→ **WHAT YOU WILL DO**:
Locate every line in the rows below that contains the word "wooden", treating uppercase and lowercase as distinct, and copy each such line in full.

→ **DATA ENTRIES**:
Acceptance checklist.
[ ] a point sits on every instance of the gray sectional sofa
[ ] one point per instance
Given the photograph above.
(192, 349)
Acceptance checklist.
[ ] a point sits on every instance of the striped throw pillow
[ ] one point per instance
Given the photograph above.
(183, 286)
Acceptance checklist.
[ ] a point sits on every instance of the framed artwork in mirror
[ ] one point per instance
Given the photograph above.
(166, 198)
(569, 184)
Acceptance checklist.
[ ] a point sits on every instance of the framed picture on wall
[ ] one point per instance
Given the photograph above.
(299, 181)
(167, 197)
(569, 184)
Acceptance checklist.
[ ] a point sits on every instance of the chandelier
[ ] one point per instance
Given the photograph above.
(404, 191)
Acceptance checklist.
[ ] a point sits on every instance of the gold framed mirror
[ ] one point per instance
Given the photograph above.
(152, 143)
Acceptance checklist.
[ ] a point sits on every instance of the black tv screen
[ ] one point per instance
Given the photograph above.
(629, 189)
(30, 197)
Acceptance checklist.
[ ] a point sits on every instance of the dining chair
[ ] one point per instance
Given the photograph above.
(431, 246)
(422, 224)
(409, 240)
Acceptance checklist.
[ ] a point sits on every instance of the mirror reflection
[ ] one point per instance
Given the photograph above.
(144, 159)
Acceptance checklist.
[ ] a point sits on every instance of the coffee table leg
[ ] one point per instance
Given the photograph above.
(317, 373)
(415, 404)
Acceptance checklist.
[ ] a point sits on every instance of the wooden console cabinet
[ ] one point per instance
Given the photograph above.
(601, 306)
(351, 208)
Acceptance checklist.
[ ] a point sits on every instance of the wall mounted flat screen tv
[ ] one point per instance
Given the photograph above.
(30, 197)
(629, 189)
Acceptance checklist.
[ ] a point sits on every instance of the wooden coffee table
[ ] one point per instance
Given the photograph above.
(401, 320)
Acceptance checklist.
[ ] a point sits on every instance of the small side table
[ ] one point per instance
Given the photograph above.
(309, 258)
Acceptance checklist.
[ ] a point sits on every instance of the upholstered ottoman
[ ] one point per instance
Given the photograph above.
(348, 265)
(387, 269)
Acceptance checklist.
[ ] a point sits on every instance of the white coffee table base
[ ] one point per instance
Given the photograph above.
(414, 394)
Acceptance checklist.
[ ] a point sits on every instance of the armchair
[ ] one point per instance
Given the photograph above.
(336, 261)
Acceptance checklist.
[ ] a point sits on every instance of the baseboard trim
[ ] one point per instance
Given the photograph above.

→ **REPLY TO THE EXERCISE**:
[ ] a point sits on every instance of the wooden console cabinet
[ ] a point sits on every instance of the wooden coffee table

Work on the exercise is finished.